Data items
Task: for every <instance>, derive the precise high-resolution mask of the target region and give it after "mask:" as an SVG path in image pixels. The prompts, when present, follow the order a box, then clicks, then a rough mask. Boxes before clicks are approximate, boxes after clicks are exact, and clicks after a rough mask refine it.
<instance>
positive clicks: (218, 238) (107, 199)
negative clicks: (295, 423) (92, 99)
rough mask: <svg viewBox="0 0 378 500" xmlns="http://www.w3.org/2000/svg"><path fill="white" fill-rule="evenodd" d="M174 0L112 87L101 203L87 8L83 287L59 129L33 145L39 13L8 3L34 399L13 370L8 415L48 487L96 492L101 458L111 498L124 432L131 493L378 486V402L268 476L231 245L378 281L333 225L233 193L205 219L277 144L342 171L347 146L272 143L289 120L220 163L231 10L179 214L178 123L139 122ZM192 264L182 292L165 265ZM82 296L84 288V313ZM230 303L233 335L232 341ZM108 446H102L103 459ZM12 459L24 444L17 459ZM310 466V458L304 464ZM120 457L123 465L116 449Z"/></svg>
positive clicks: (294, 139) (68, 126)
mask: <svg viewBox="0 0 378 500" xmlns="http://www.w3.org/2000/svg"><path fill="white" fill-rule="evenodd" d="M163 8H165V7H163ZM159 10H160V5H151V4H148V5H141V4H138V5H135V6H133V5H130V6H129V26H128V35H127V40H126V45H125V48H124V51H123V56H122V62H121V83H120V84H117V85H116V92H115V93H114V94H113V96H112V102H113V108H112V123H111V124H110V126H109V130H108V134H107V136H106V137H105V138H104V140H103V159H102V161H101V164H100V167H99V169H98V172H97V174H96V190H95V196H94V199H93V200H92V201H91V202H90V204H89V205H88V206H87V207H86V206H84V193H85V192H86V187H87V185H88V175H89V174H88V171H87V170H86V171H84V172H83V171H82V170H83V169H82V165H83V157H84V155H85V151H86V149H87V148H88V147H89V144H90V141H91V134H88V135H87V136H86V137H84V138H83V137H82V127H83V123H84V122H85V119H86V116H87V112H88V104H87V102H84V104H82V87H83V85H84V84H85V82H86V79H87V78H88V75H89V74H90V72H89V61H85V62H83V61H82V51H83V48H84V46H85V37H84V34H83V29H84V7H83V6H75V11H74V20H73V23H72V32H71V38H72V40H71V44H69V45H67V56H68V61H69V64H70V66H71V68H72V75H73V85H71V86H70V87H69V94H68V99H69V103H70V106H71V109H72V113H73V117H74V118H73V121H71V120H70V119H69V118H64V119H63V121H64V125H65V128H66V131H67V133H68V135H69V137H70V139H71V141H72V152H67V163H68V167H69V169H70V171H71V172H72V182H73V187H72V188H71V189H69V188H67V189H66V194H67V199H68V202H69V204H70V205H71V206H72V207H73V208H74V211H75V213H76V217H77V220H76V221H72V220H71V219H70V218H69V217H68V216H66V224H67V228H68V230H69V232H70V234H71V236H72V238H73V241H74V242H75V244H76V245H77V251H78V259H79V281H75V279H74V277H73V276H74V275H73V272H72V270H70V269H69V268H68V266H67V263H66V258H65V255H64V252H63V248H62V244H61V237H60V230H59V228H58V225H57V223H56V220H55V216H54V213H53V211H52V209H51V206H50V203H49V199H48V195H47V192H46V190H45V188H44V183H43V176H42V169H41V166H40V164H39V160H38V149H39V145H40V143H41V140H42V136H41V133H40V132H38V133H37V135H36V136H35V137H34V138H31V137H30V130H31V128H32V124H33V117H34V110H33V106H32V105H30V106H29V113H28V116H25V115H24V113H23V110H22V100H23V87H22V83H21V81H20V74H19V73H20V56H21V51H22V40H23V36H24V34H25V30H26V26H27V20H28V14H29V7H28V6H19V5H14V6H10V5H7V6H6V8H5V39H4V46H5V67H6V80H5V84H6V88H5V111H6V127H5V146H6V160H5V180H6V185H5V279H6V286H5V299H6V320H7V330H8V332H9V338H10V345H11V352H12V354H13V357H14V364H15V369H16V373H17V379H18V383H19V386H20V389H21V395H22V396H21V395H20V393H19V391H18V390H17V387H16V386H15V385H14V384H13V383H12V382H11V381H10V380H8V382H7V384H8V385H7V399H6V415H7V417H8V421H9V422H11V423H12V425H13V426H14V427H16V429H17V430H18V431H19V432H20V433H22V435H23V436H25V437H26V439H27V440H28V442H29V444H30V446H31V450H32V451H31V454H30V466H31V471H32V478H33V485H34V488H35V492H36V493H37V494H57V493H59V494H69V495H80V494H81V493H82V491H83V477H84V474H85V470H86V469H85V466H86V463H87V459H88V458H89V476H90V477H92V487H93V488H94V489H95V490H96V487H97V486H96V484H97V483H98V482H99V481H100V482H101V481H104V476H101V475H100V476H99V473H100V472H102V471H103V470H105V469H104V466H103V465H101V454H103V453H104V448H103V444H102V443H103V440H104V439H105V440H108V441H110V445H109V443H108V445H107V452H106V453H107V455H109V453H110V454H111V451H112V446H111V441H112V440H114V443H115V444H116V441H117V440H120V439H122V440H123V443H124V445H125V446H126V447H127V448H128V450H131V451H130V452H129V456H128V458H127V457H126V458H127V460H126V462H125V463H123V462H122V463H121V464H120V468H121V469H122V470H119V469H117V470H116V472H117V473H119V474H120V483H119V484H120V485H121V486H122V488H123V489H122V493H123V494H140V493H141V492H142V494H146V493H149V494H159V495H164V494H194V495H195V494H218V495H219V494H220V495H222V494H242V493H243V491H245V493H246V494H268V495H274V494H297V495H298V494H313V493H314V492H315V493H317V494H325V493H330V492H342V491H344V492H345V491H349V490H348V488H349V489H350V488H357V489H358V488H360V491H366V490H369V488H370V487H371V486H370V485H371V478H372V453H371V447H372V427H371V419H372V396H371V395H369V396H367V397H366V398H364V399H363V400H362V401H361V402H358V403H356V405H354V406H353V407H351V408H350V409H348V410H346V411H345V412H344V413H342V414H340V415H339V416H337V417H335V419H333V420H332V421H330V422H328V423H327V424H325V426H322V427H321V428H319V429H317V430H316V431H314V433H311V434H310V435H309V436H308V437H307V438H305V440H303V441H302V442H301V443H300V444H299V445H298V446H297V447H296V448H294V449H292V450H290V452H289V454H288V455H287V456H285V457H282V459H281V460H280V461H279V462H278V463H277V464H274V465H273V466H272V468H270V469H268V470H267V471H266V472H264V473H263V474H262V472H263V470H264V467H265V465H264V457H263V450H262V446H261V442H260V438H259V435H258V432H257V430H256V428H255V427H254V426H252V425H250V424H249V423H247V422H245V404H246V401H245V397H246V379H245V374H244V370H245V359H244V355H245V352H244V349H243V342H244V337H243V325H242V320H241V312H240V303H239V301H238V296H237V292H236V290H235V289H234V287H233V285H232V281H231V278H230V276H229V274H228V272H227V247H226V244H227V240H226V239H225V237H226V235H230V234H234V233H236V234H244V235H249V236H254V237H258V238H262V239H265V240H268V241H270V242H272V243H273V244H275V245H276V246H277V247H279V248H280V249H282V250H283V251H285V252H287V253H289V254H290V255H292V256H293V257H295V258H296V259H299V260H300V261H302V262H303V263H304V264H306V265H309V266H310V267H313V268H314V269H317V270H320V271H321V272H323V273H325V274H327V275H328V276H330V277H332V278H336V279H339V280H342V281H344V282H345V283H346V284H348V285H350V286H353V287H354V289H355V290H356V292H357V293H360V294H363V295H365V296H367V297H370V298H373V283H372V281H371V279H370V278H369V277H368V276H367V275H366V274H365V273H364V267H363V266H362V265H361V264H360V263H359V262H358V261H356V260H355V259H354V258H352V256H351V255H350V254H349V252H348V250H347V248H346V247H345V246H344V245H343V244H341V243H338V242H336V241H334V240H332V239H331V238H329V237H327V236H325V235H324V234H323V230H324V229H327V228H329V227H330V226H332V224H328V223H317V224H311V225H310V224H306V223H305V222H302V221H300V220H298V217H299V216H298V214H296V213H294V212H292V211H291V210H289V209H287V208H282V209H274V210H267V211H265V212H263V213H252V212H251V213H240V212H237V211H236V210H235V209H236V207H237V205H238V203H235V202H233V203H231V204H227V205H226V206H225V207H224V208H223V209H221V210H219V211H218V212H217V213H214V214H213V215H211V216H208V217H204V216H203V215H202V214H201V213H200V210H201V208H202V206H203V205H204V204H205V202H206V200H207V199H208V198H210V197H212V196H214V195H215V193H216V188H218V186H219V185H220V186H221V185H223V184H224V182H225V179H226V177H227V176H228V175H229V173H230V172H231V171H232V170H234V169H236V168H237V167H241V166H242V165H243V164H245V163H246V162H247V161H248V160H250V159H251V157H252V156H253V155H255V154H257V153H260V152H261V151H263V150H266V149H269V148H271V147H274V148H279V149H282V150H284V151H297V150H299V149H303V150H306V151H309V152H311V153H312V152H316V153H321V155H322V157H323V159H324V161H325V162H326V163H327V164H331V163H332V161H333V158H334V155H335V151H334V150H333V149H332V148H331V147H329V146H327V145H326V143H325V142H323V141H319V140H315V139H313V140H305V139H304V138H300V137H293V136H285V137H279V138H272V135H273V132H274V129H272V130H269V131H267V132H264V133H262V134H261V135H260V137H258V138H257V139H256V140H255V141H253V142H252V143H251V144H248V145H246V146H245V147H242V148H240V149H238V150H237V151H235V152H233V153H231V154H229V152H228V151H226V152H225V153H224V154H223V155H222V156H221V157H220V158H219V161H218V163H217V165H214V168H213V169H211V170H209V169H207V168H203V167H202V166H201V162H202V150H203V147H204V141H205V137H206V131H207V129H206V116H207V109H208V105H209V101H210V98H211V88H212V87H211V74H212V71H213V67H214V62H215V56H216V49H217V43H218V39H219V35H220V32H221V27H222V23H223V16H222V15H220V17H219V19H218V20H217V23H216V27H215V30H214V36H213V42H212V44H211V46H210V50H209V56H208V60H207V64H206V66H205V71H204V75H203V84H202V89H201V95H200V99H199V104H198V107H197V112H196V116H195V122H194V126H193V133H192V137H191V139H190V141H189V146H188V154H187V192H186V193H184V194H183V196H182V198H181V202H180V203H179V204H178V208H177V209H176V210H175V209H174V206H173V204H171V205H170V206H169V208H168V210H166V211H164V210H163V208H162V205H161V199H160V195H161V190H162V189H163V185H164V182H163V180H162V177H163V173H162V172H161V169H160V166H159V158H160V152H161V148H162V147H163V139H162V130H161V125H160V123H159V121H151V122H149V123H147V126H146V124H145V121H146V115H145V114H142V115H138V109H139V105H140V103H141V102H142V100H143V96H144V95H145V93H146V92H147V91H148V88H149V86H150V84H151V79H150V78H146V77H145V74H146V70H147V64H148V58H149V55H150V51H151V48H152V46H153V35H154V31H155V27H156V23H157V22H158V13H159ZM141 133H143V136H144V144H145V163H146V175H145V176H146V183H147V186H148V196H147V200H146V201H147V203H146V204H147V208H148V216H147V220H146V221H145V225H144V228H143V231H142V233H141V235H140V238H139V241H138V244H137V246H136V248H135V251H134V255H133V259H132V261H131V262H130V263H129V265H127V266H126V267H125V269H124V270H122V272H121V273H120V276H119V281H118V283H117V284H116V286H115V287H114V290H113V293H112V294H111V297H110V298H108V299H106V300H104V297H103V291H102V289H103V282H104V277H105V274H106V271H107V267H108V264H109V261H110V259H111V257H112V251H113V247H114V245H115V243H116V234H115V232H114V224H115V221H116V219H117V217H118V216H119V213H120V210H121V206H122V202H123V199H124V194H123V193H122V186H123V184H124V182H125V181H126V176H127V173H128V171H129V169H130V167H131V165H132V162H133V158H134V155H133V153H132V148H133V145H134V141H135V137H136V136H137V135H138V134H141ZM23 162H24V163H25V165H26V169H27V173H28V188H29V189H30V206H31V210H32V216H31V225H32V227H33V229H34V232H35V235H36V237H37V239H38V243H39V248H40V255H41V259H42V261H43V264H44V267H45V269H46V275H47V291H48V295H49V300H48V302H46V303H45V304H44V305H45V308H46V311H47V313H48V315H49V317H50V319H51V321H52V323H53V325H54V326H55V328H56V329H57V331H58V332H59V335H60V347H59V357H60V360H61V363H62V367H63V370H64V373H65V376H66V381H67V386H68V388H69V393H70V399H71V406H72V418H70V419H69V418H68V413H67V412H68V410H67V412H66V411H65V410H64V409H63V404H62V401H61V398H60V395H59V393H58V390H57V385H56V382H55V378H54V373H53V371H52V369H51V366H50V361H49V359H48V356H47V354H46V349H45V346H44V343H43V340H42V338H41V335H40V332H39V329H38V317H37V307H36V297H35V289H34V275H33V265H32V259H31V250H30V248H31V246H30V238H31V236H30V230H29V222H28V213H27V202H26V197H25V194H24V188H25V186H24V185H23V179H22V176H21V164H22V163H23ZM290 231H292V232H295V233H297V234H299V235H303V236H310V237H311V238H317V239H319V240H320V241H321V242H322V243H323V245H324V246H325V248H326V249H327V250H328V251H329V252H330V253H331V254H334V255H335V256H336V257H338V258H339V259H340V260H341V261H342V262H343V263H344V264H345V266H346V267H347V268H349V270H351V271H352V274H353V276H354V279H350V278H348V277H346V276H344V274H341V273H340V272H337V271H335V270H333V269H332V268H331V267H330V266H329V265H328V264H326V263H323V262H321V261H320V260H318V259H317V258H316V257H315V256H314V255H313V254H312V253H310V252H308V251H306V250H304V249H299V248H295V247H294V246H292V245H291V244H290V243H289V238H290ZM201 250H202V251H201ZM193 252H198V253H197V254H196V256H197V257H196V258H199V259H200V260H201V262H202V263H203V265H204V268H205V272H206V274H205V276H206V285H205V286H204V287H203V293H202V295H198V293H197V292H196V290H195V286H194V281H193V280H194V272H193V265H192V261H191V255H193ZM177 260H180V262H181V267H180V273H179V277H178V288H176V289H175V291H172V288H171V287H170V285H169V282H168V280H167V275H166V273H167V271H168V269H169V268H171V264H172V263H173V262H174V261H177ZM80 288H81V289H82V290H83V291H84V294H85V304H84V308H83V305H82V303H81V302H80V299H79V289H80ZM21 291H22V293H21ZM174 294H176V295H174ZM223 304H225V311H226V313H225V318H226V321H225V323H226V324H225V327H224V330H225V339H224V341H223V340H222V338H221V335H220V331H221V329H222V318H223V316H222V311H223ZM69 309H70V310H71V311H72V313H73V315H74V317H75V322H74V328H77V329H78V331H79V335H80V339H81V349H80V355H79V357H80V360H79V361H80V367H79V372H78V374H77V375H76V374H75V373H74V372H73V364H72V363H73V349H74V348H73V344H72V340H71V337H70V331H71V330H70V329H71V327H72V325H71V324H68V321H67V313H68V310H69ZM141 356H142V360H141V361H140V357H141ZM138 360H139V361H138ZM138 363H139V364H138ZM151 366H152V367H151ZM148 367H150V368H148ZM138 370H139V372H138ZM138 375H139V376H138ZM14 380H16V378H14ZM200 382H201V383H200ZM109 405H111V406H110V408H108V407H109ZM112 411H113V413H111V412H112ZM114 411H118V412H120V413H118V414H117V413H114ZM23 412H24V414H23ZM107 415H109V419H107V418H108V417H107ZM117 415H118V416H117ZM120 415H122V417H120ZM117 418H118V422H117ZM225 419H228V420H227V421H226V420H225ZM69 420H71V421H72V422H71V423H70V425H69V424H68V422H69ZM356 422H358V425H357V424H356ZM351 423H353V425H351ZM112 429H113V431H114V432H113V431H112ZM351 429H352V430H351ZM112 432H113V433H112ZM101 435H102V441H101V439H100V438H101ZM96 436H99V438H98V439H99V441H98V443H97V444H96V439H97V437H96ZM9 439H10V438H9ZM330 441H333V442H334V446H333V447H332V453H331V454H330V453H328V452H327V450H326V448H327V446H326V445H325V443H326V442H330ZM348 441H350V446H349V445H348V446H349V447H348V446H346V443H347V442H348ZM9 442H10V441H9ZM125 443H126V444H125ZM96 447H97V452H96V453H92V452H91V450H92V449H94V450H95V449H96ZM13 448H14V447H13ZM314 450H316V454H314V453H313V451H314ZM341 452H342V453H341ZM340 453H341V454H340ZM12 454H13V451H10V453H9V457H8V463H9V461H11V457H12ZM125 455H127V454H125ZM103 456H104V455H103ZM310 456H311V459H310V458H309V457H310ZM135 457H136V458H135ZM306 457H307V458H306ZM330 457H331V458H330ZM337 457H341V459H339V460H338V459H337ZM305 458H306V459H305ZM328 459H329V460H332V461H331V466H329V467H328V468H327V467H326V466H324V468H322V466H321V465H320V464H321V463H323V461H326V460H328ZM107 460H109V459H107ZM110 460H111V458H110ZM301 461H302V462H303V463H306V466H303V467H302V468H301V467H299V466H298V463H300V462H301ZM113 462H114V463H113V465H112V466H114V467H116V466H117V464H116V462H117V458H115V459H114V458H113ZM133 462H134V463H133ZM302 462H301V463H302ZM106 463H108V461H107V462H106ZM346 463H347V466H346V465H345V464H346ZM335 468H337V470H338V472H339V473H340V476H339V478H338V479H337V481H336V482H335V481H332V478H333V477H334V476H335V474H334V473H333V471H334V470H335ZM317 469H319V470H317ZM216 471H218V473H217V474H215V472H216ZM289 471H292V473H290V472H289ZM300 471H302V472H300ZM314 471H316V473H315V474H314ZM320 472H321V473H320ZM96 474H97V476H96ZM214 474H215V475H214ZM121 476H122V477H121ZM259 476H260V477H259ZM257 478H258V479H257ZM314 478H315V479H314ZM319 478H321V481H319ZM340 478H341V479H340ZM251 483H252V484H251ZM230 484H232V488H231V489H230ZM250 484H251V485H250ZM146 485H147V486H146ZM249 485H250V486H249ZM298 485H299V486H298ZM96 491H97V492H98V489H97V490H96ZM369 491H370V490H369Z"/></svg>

## Problem details
Starting with the line above that holds "positive clicks: (218, 238) (107, 199)" and stopping with the line that holds "rough mask: <svg", reproduce each line exactly, omitting all other lines.

## Response below
positive clicks: (218, 238) (107, 199)
negative clicks: (295, 423) (92, 99)
rough mask: <svg viewBox="0 0 378 500" xmlns="http://www.w3.org/2000/svg"><path fill="white" fill-rule="evenodd" d="M174 0L112 87L101 203L87 8L83 287L59 129L33 145L39 13L8 3L34 399L13 370L8 415L48 487L96 492L101 458L111 498L124 432L131 493L378 486V402L268 476L231 245L378 281L333 225L233 193L205 219L277 144L342 171L347 146L272 143L289 120L220 163L231 10L179 214L178 123L139 122ZM192 264L182 292L165 265ZM82 296L84 288V313ZM230 303L233 335L232 341ZM108 446H102L103 459ZM12 459L24 444L17 459ZM310 466V458L304 464ZM120 457L123 465L116 449Z"/></svg>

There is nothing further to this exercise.